### What the task asks
Please check the eigenvector selection passage below: which real data were analyzed using variation partitioning?

### Selected passage
────
The contribution that we proposed was the following: We conducted a ten-year review of the practices of eigenvector selection and highlighted three main procedures: selecting the subset of descriptors minimising the Akaike information criterion (AIC), using a forward selection with double stopping criterion after testing the global model significance (FWD), and selecting the subset minimising the autocorrelation in the model residuals (MIR).
Schematic illustration of the three selection procedures for a univariate response vector y. Q: quadrat; V: spatial, temporal or phylogenetic eigenvector; sp: species; RDA: redundancy analysis. See Fig. 1 of the article for details.
We compared the type I error rates, statistical power, and R² estimation accuracy of these methods using simulated data. Finally, we analysed a real data (tree community of a miombo dry woodland forest in the upper Katanga, DRC) using variation partitioning to illustrate to what extent the different selection approaches affected the ecological interpretation of the results.
────
### Provided data

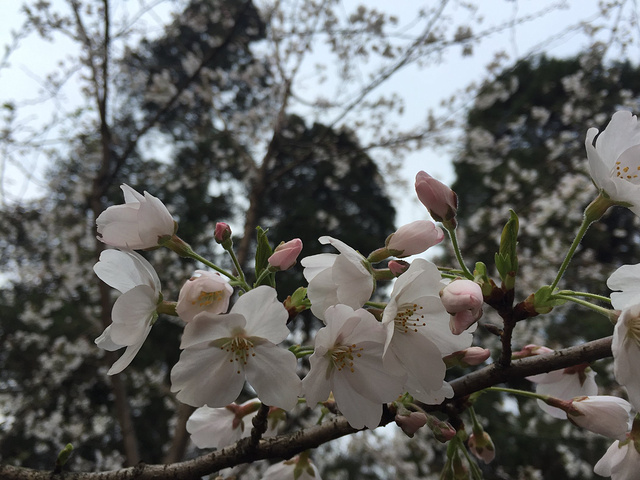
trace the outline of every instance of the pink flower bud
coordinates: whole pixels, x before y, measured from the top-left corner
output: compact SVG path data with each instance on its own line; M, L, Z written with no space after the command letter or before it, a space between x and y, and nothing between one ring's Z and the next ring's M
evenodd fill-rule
────
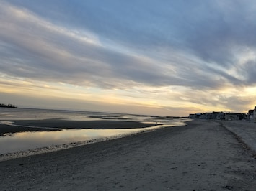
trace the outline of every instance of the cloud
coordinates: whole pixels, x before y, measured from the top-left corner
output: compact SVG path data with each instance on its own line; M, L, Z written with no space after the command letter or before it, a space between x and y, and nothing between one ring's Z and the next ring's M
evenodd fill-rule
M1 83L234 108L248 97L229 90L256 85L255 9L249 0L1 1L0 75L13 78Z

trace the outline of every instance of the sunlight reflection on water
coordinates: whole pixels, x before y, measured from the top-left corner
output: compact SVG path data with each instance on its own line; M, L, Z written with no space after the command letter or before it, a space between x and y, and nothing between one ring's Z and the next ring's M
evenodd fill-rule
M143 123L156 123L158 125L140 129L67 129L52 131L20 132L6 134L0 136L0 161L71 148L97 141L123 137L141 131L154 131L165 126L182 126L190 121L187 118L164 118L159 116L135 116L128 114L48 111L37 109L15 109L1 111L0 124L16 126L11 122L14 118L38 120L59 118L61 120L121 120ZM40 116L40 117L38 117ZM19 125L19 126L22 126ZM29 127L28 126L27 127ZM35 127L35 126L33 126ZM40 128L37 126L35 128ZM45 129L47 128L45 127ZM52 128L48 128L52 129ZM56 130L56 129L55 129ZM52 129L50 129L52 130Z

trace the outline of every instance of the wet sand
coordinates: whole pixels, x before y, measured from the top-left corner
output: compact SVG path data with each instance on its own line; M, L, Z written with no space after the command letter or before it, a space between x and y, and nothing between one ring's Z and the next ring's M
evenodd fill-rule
────
### Answer to this task
The tree community of a miombo dry woodland forest in the upper Katanga, DRC.